--- Text to read ---

Restructuring Nigeria Beyond the Bile and Politics of Non-negotiability of National Unity

By Bola A. Akinterinwa

“Restructuring Nigeria: Implications for Identity Struggle and Nation-building” was the theme of the 3-day International Conference of the School of Communication and Liberal Studies of the Lagos State Polytechnic, Ikorodu, Lagos. The conference was held from Wednesday, 13th to Friday, 15th December, 2017 at the School of Agriculture Auditorium, Ikorodu Campus. The organisation and theme of conference, which is the third in the series, is important for various reasons.

First, the Dean of the School, Barrister Adebayo Adekunle Alake, noted in his welcome address that the rationale for the organisation of the conference at the tail end of the year was clear: ‘preparing and positioning all the stakeholders for a prosperous new year 2018.’ More important, he said there was the need to ‘de-structure, restructure and structure the national yearnings for restructuring Nigeria.’ And perhaps, most importantly, there is the need to ‘proffer practical solutions to some of the various challenges of our nation-building in line with the culture of polytechnic education and international best practices across the globe.’

What is particularly noteworthy in the welcome address of the Dean is his hope for a better Nigeria to come in his life time. This is a hope that is not likely to come true, because political governance is largely predicated on the promotion of dishonesty by condoning and rewarding it. This is one major and critical rationale for the quest for restructuring. As Barrister Alake put it, ‘I am waiting for a day, when Tega, my son from an Ijesha father, born to (an) Urhobo mother, can contest and win governorship election in Kano State without any form of barriers. That’s the Nigeria that can be called a nation. It is very possible in our life time.’
We cannot agree more with this hope if the political will is there to sustain it. It is good to dream dreams but it is not good to dream and over-dream, when there are well-known institutionally built obstacles. This problematic necessarily explains the goodness in and timeliness of the organisation of the international conference.

--- Entries supplied ---

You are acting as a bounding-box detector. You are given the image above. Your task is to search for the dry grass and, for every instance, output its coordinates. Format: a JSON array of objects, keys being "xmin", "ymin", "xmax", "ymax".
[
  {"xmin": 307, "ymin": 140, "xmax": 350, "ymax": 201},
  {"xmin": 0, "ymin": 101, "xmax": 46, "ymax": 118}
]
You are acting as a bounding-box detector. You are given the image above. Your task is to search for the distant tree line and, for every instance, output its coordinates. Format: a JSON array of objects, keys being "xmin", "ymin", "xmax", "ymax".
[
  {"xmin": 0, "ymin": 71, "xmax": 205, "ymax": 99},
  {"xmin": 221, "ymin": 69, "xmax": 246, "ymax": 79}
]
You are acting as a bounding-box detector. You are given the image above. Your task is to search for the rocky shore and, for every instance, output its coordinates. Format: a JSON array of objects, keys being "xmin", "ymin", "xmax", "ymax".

--- Set task ---
Decide whether each statement below agrees with the article on restructuring Nigeria, answering yes or no and quoting the exact words of the article that decide it. (a) The conference took place at the School of Agriculture Auditorium. (b) The conference was the first in its series. (c) The writer expects the Dean's hope for a better Nigeria to come true.

--- Result of the task ---
(a) Yes: "at the School of Agriculture Auditorium, Ikorodu Campus"
(b) No: "which is the third in the series"
(c) No: "This is a hope that is not likely to come true"